2010年12月11日星期六

Statistics / Machine Learning

Recently I subscribed a blog owned by Brendan O'Connor, a student of CMU's Eric.P.Xing.
Quite many suggestive articles came to me with detailed and subjective discussions. I felt common sense when it occurs the relationship between machine learning and statistics. In fact I'm having a class named Elements of Statistical Learning given by my supervisor and benefits a lot.
As what was listed in the comparison, O'Connor declare ML guys are much more(unfairly) lucky. However, aren't statisticians more welcomed by industries except IT?
Anyway, statistics is far beyond only distribution, mean, variance and toy probability.

Another recent issues is tools for research. Choices listed below :
Python : agile and save-time coding, a real programming language s.t. easy to combine several tasks, hadoop interface; immature libraries (possibly make codes do now work)
Matlab : most popular in ML(easy to find reference codes and interfaces) and vision(important for me), wonderful debugging; weak in presenting logic, slow execution(seems tricky to speedup)
Mathematica/Maple : brilliant symbolic derivation
R : most popular in statistics, better plotting(visualization); steep learning curve, syntax with unfamiliar philosophy(so might often forget some basic usages), poor GUI
C : hard and annoying to prototype one's idea
Java : full of redundancy

O'Connor gives positive comment on all languages. Comments are funny and well designed.

I'd think my choice will be Matlab for numerical and vision related computing while Maple for formula derivation : MM combination ! :-)

• [ACTIONS TO TAKE]
[A] From the blog post on statistics and machine learning, reproduce the stretch from "2010年12月11日星期六" through "industries except IT?".
[B] Rewrite every one of the rows below, replacing "Target" with "Object" and leaving everything else unchanged.

• [EXTRACTED RECORDS]
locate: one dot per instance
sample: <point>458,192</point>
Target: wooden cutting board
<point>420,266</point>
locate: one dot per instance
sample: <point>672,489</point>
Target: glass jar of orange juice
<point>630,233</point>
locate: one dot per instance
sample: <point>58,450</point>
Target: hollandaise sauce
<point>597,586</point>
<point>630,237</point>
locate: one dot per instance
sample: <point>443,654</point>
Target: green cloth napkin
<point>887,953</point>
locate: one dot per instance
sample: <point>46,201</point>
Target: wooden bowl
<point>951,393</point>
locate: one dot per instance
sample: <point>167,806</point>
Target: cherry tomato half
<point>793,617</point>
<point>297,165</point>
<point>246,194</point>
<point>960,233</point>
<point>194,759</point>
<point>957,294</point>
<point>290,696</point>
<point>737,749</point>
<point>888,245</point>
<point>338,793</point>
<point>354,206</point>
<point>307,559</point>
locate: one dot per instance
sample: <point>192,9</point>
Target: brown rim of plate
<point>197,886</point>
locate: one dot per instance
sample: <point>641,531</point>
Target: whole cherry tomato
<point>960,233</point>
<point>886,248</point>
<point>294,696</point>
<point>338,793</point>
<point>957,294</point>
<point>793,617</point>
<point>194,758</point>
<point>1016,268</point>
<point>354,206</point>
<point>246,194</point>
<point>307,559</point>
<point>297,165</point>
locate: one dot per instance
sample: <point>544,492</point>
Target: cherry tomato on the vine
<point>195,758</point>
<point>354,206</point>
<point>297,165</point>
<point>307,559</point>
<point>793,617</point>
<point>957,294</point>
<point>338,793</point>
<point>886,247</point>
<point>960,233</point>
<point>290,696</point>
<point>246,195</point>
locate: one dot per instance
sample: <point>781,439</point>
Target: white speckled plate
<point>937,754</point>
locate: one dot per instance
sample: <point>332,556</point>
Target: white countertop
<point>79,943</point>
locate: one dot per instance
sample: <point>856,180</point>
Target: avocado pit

• [SOLUTION LIST]
[A]
2010年12月11日星期六

Statistics / Machine Learning

Recently I subscribed a blog owned by Brendan O'Connor, a student of CMU's Eric.P.Xing.
Quite many suggestive articles came to me with detailed and subjective discussions. I felt common sense when it occurs the relationship between machine learning and statistics. In fact I'm having a class named Elements of Statistical Learning given by my supervisor and benefits a lot.
As what was listed in the comparison, O'Connor declare ML guys are much more(unfairly) lucky. However, aren't statisticians more welcomed by industries except IT?

[B]
locate: one dot per instance
sample: <point>458,192</point>
Object: wooden cutting board
<point>420,266</point>
locate: one dot per instance
sample: <point>672,489</point>
Object: glass jar of orange juice
<point>630,233</point>
locate: one dot per instance
sample: <point>58,450</point>
Object: hollandaise sauce
<point>597,586</point>
<point>630,237</point>
locate: one dot per instance
sample: <point>443,654</point>
Object: green cloth napkin
<point>887,953</point>
locate: one dot per instance
sample: <point>46,201</point>
Object: wooden bowl
<point>951,393</point>
locate: one dot per instance
sample: <point>167,806</point>
Object: cherry tomato half
<point>793,617</point>
<point>297,165</point>
<point>246,194</point>
<point>960,233</point>
<point>194,759</point>
<point>957,294</point>
<point>290,696</point>
<point>737,749</point>
<point>888,245</point>
<point>338,793</point>
<point>354,206</point>
<point>307,559</point>
locate: one dot per instance
sample: <point>192,9</point>
Object: brown rim of plate
<point>197,886</point>
locate: one dot per instance
sample: <point>641,531</point>
Object: whole cherry tomato
<point>960,233</point>
<point>886,248</point>
<point>294,696</point>
<point>338,793</point>
<point>957,294</point>
<point>793,617</point>
<point>194,758</point>
<point>1016,268</point>
<point>354,206</point>
<point>246,194</point>
<point>307,559</point>
<point>297,165</point>
locate: one dot per instance
sample: <point>544,492</point>
Object: cherry tomato on the vine
<point>195,758</point>
<point>354,206</point>
<point>297,165</point>
<point>307,559</point>
<point>793,617</point>
<point>957,294</point>
<point>338,793</point>
<point>886,247</point>
<point>960,233</point>
<point>290,696</point>
<point>246,195</point>
locate: one dot per instance
sample: <point>781,439</point>
Object: white speckled plate
<point>937,754</point>
locate: one dot per instance
sample: <point>332,556</point>
Object: white countertop
<point>79,943</point>
locate: one dot per instance
sample: <point>856,180</point>
Object: avocado pit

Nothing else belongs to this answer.